**Goal**.
Pull out each line of the listing below that contains the string "palm", and match the case exactly.

**Entries provided**.

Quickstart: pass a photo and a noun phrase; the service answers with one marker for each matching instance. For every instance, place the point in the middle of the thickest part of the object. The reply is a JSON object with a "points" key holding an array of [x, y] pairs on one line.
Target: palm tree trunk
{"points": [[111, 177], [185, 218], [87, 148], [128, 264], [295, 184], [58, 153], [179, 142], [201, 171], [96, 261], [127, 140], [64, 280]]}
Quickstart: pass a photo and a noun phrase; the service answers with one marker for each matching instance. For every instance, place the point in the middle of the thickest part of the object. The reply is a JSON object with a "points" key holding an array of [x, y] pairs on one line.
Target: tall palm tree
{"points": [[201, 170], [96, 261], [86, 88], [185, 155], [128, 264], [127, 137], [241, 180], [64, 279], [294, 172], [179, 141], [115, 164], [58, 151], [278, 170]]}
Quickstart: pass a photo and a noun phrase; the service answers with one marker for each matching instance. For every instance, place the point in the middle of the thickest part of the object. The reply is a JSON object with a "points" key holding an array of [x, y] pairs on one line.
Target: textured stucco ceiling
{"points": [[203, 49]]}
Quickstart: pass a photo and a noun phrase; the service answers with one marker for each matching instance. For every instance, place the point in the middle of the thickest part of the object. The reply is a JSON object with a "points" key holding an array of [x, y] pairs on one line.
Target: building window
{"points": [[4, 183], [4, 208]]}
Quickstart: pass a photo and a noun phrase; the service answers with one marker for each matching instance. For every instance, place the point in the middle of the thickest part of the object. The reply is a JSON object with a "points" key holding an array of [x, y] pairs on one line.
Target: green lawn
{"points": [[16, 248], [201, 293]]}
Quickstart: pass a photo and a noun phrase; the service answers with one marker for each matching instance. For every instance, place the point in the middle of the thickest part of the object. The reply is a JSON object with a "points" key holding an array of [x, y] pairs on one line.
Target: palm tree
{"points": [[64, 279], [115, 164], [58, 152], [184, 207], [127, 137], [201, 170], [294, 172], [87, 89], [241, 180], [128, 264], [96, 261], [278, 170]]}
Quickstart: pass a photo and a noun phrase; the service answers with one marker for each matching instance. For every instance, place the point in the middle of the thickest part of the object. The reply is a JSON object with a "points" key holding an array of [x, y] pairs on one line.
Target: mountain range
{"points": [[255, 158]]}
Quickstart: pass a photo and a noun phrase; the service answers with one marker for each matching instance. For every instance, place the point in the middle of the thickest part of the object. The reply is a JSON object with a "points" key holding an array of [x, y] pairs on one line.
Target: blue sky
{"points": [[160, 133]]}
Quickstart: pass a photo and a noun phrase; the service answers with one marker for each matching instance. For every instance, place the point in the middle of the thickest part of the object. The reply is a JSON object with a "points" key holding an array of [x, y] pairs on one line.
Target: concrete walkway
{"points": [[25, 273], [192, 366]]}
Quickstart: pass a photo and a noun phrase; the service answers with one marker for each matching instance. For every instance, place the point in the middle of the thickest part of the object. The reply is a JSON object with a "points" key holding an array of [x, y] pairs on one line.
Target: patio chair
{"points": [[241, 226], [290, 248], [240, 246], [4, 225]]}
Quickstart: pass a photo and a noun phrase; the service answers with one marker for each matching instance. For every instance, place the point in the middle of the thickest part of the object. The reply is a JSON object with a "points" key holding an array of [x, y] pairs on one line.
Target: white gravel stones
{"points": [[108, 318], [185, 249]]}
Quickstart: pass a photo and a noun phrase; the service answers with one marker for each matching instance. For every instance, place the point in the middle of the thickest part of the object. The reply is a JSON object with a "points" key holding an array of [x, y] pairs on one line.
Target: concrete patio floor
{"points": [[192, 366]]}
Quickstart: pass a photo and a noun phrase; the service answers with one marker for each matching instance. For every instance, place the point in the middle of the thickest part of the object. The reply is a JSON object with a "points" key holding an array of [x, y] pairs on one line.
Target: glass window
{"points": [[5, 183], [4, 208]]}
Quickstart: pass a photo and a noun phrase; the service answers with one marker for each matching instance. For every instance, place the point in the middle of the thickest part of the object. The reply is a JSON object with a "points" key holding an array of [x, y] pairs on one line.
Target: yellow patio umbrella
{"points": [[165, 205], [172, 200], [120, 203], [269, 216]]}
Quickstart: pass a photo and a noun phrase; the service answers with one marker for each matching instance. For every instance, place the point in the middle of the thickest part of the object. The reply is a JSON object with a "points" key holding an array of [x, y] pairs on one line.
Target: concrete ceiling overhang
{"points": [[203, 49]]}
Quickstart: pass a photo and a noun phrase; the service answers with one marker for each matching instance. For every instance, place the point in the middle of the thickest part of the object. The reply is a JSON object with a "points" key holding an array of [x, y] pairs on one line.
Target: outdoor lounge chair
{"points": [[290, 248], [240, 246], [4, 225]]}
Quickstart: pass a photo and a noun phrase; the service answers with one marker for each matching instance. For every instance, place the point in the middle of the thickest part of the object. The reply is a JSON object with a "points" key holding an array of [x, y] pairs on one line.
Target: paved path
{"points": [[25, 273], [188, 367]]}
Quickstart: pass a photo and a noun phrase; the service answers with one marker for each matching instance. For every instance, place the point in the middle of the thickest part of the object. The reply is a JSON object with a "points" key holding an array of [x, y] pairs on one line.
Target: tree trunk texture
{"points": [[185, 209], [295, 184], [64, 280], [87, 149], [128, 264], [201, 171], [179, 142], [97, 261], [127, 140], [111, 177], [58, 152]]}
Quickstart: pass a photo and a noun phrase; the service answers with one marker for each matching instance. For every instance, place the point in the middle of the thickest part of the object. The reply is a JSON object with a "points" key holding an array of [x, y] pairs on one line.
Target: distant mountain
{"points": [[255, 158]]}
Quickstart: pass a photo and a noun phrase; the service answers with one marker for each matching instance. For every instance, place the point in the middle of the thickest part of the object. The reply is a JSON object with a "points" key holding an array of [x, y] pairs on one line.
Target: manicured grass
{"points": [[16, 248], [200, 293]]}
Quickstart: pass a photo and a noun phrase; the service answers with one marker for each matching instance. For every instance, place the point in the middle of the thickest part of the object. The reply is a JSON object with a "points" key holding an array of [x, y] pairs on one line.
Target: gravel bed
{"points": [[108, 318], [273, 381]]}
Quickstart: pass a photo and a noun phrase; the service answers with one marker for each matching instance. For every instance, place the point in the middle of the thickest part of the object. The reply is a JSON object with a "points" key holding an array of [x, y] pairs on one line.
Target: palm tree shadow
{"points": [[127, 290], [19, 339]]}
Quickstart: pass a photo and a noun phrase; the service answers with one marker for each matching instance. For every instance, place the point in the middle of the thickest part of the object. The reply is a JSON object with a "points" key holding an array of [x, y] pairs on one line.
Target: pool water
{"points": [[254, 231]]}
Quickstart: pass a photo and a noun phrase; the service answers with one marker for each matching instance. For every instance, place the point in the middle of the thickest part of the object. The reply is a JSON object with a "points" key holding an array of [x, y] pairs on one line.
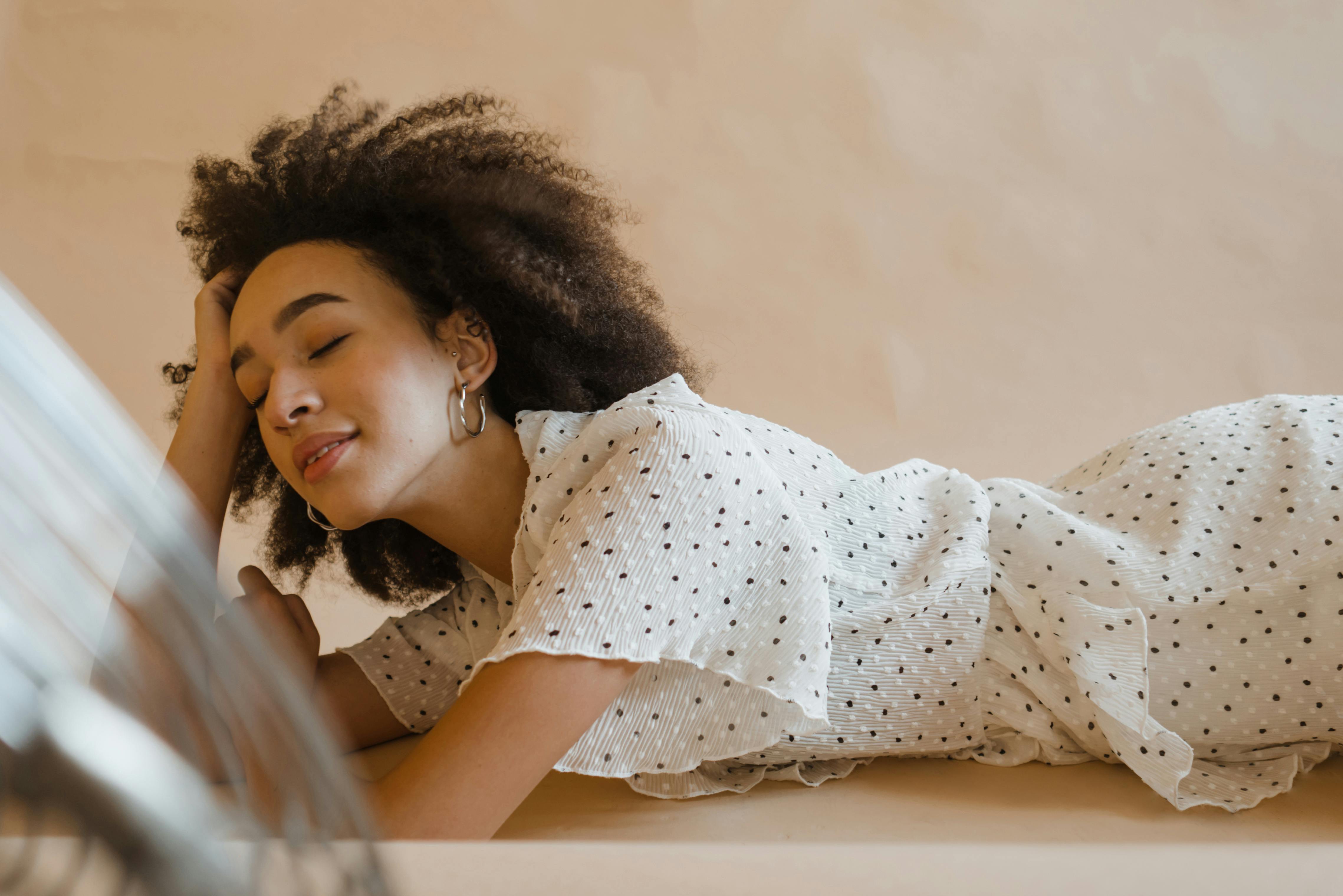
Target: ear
{"points": [[469, 336]]}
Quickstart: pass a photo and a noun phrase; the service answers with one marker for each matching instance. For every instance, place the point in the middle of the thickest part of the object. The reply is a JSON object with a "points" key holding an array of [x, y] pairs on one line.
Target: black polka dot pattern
{"points": [[1170, 604], [1176, 604]]}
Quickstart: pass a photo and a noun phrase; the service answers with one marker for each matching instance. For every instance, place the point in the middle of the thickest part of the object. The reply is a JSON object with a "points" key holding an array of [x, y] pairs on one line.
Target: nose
{"points": [[292, 395]]}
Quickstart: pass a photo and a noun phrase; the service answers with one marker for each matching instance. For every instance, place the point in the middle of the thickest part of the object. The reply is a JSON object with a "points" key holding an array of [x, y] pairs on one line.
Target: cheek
{"points": [[403, 406]]}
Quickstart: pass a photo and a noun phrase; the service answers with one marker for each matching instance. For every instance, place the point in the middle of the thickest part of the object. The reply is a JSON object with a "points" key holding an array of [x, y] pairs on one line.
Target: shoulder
{"points": [[665, 409]]}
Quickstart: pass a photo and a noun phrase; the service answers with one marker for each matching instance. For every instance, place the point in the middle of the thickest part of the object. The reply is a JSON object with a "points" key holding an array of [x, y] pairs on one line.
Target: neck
{"points": [[473, 506]]}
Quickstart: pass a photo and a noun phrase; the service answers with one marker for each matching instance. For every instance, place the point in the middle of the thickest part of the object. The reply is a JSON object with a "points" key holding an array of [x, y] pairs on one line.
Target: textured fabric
{"points": [[797, 619]]}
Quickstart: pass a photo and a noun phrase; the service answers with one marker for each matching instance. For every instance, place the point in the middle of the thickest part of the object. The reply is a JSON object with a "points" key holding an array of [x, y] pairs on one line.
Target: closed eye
{"points": [[318, 354]]}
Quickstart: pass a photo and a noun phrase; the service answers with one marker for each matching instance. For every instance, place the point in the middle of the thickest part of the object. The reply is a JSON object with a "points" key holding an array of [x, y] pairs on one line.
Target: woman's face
{"points": [[339, 361]]}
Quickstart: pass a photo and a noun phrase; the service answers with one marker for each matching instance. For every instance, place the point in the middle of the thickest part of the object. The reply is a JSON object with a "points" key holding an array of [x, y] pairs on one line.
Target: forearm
{"points": [[209, 440]]}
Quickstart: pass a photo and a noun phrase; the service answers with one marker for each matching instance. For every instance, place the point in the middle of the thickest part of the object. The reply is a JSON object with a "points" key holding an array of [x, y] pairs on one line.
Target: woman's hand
{"points": [[282, 619]]}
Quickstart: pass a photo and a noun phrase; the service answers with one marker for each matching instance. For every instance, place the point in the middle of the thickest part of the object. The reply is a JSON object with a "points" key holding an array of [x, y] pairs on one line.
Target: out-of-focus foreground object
{"points": [[116, 682]]}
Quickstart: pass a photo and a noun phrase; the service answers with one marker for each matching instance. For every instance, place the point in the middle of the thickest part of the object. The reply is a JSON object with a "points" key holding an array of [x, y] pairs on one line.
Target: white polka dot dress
{"points": [[1176, 604]]}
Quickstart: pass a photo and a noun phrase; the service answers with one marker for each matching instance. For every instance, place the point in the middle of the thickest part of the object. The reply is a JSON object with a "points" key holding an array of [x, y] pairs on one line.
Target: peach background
{"points": [[998, 237]]}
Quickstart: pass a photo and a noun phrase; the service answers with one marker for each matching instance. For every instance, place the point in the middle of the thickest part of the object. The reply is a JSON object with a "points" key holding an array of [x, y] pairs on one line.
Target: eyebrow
{"points": [[287, 316]]}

**Reply**.
Target: palm tree trunk
Target: tall palm tree
Target: palm tree
Target: palm tree shadow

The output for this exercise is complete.